§ Your instructions: Each line below is to be copied out exactly, and none may be omitted.

[Data items]
===============

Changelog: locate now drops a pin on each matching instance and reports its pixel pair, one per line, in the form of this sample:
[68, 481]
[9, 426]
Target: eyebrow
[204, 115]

===============

§ Solution below:
Changelog: locate now drops a pin on each matching instance and reports its pixel pair, one per line, in the form of this sample:
[68, 481]
[9, 426]
Target: eyebrow
[204, 115]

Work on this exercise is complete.